[Start Document segment]

P.S. in the end i settled on writing simple custom function, which utilizes the great RccpRoll package. I found RccpRoll to be wicked fast, much faster than other rolling methods, which is important to me, as my data is several million rows.

the code for the function looks like this(i've added some NAs in the beggining since RccpRoll returns data without NAs):

require(RcppRoll)
my.rollmean.weighted <- function(vec1,vec2,width){
   return(c(rep(NA,width-1),roll_sum(vec1*vec2,width)/roll_sum(vec2,width)))
}
flipper
  • 531
  • 4
  • 13
  • see if `rollapply?` if suits your needs – Silence Dogood Jul 09 '14 at 06:56
  • rollapply is a part of Zoo, will it work on non-Zoo objects? it seems to use a vertion of rollapply i would to have to convert everything to zoo and then back. and also the question how to roll the fuction which uses two vectors as input is still open - by default rollaplly uses only one input, or am i wrong? – flipper Jul 09 '14 at 06:59
  • Have you looked at the package `RcppRoll`? – erc Jul 09 '14 at 07:59
  • No, thanks, i'll check it out. – flipper Jul 09 '14 at 08:17
  • you might be interested in: http://stackoverflow.com/questions/21368245/performance-of-rolling-window-functions-in-r – jangorecki Jul 09 '14 at 08:53
  • 1
    I might be missing something, but to me it looks like all these functions use 1 argument to roll over, as in X is argument everything else is a parameter, while here i need a function of multiple(2) arguments, which are related ina computation, not like you pass 2 columns and it is computed column by column. Ofcourse i could first create a column/vector of product weight*level and then apply roll sum to it and divide by rolling sum of weights - it is not a rocket science. I was looking for more elegant solution. RccpRoll looks great, thanks! – flipper Jul 09 '14 at 09:08
  • rollapply does **not** require that you convert the objects acted on to zoo. – G. Grothendieck Jul 09 '14 at 10:35
  • @flipper, Its **not** true that rollapply only works column by column. – G. Grothendieck Jul 09 '14 at 16:03
  • Again thanks for the RcppRoll package mention. Blazing fast and convinient! – flipper Jul 10 '14 at 12:24
  • @flipper Which function of the `RcppRoll` package did you use to compute a weighted rolling average ? – Julien Jun 16 '22 at 14:18
  • I have just found the `RcppRoll::roll_mean` function. Does it work with dataframe like `rollapply` ? – Julien Jun 16 '22 at 14:26

2 Answers2

6

I think this might work. It employs the technique demonstrated in the rollapply documentation for rolling regression. The key is by.column=FALSE. This provides a matrix of all the columns on a rolling basis.

[End Document segment]

> **Instructions**
1/ In the R rolling-average thread, why does the custom function put NA values at the start of its result? Answer in one to three sentences.
2/ Please resume the R rolling-average thread right after its final sentence, carrying on the answer that relies on rollapply with by.column=FALSE.

[Start Dataset content]

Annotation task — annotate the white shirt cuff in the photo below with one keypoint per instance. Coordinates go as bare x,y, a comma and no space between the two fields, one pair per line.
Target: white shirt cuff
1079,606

[End Dataset content]
[Start Dataset content]

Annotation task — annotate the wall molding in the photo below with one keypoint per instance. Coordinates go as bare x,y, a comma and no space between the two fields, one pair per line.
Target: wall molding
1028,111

[End Dataset content]
[Start Dataset content]

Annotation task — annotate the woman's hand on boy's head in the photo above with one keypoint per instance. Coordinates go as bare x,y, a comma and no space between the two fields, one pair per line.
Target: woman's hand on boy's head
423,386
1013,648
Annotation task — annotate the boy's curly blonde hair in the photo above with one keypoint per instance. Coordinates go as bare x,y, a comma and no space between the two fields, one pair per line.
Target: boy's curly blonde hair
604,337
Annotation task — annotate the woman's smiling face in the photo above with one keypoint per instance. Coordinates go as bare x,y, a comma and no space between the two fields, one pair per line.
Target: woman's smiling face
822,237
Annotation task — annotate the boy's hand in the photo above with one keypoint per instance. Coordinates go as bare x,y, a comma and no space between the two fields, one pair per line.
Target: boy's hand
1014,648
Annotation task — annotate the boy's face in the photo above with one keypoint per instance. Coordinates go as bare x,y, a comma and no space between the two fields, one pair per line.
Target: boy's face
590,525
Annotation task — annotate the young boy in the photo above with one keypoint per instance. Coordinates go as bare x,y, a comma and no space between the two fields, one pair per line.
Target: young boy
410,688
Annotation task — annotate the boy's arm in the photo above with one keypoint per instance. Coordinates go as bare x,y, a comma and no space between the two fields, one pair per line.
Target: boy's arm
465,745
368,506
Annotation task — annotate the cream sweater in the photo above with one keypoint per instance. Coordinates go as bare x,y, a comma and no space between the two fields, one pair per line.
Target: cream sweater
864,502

[End Dataset content]

> **Results for each task**
1/ It prepends width − 1 NA values because RcppRoll returns data without NAs.

2/
  require(zoo)

  df <- data.frame(
    price = cumprod(1 + runif(1000,-0.03,0.03)) * 25,
    volume = runif(1000,1e6,2e6)
  )

  rollapply(
    df,
    width = 50,
    function(z){
      #uncomment if you want to see the structure
      #print(head(z,3))
      return(
        weighted_mean = weighted.mean(z[,"price"],z[,"volume"])
      )
    },
    by.column = FALSE,
    align = "right"
  )

Let me know if it doesn't work or is not clear.

timelyportfolio
  • 6,479
  • 30
  • 33
  • 1
    Thanks a lot. I get the idea, but does not work for me. Looking at debug - For some reason it tries to subset the original datatable by columns in chunks of 10 and ofcourse it just misses the relevant columns in certain subsets. Again may be i am missing something:( I guess i will just have to use an additional column and be done with it this way. – flipper Jul 10 '14 at 11:45
  • How to use `partial = TRUE` inside this code? – Julien Feb 07 '23 at 16:41
-1

Here is a code snippet that might help. It uses the rollmean function from the zoo package, and intervals of two (you pick the interval). The variable you would calculate using the weighted.mean function, I assume:

library(zoo) # for the rollmean() function

movavg <- rollmean(df$weightedVariable, k = 2, align = "right")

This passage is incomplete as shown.